**Document**.

<<<<

I know how these components work so I knew that it doesn't actually have to take multiple minutes to start the Kubernetes cluster. So we built something to start Kubernetes clusters really quickly, which back then was still 30 seconds until the API server was ready. Nowadays, actually Namespace still has that capability and we do it in 10 seconds.
But that was the starting point. We built namespace for ourselves so that we could fan out end to end isolated Kubernetes clusters or Kubernetes based testing for Foundation. And as I was showing Foundation to potential leads, folks were asking about that like, "wait a minute, how did you guys just start a Kubernetes cluster so quickly?"
And that was a little bit of a light bulb went up and we realized that that was a much more interesting problem to solve than this fully packaged, "change how you're building software and it will be better," which is very painful. So we went down the other path altogether to something very frictionless that brought value, day one. And then it was kind of very natural journey.
Benjie: So Hugo, let's get into a little bit on the how you got done in 30 seconds. So you're using GKE, the hosted Kubernetes service from GCP. This is 2022. 2021?
Hugo: Yeah, 2022.
Benjie: Okay, so you're in 2022 and you're like hey, this is taking three or four minutes to get an API control plane, get some nodes up and running. So then you're like let's bootstrap our own Kubernetes clusters. How did you get them down to 30 seconds? Are you using K3s? Are you using vanilla Kubernetes? What were some of the technical things you did there?
Hugo: Yeah, so back then it was 30 seconds, now it's 10 seconds. I don't want to overstate our numbers. So what we did was we wanted full isolation. So we wanted confidence that when we were running a particular set of tests and those tests could even touch on some kind of more exotic features.
So we wanted full isolation and from there we knew that we wanted to have our own virtual machines. And then we just started by, or actually it was me, I started to iterate with some of the options to run virtual machines out there like KubeVirt and others. And they just start like a regular Linux distribution. And then you see, you know, spinning it, starting and then it goes detecting hardware and just a typical systemd type of initialization.
And I'm looking at it, I'm thinking, well I know what is the hardware, you don't need to scan it. I set up the hardware for the virtual machine and it was a lot of these things. It's kind of well intended software that is made for general purpose environments. But when you control everything, you can be much more deliberate.
So one of the first things that we did was just rip out systemd and we put it into our own. We kind of built our own initialization system, fully declarative as well. Like it gets its own configuration injected and then it started a K3s based control plane. But it did that very quickly.
And then we also kind of realized, and I'm sure like especially nowadays a lot of folks have realized that, but back then it was still fairly new, that after you get things to start fast, you're spending time actually getting the software to get into the machine. And we are already running kind of many tests in parallel that don't fit into a single machine.
So we started building kind of systems to get the software prepared in a way that we would also start very quickly. So if you do anything related with Docker, you do like Docker Run, Docker Pull, you'll get not just the layers downloaded, but you also need to unpack them. So you'll spend a lot of time on that.
So we started kind of iterating on these components to just get a lot more things ready ahead of time. In a way that was done also just in time. So very much like a tracing compiler on a JavaScript engine. It sees it once and then it kind of learns, "well you want to do this. So I'm going to run an optimization pass so that next time that you do it you don't have to go and pull things from scratch."

>>>>

Point-labeling examples:
<<<<

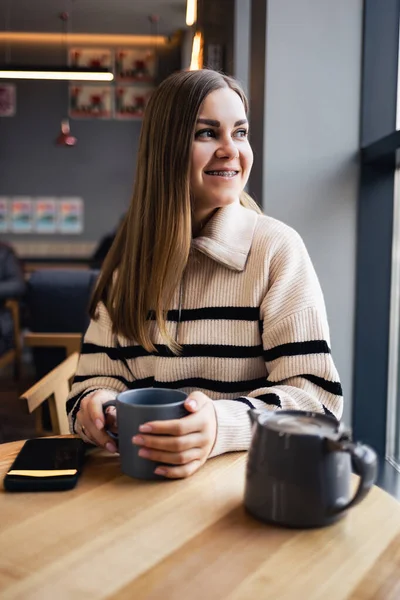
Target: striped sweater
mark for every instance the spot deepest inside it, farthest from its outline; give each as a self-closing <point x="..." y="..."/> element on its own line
<point x="251" y="319"/>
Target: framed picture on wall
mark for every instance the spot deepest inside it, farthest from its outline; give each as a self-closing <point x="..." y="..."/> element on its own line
<point x="90" y="101"/>
<point x="94" y="58"/>
<point x="45" y="220"/>
<point x="134" y="65"/>
<point x="21" y="215"/>
<point x="70" y="215"/>
<point x="131" y="100"/>
<point x="8" y="97"/>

>>>>

**Given exercise**.
Duplicate the portion of the podcast transcript starting at "But that was" and ending at "Hugo: Yeah, 2022.".

**Written answer**.
But that was the starting point. We built namespace for ourselves so that we could fan out end to end isolated Kubernetes clusters or Kubernetes based testing for Foundation. And as I was showing Foundation to potential leads, folks were asking about that like, "wait a minute, how did you guys just start a Kubernetes cluster so quickly?"
And that was a little bit of a light bulb went up and we realized that that was a much more interesting problem to solve than this fully packaged, "change how you're building software and it will be better," which is very painful. So we went down the other path altogether to something very frictionless that brought value, day one. And then it was kind of very natural journey.
Benjie: So Hugo, let's get into a little bit on the how you got done in 30 seconds. So you're using GKE, the hosted Kubernetes service from GCP. This is 2022. 2021?
Hugo: Yeah, 2022.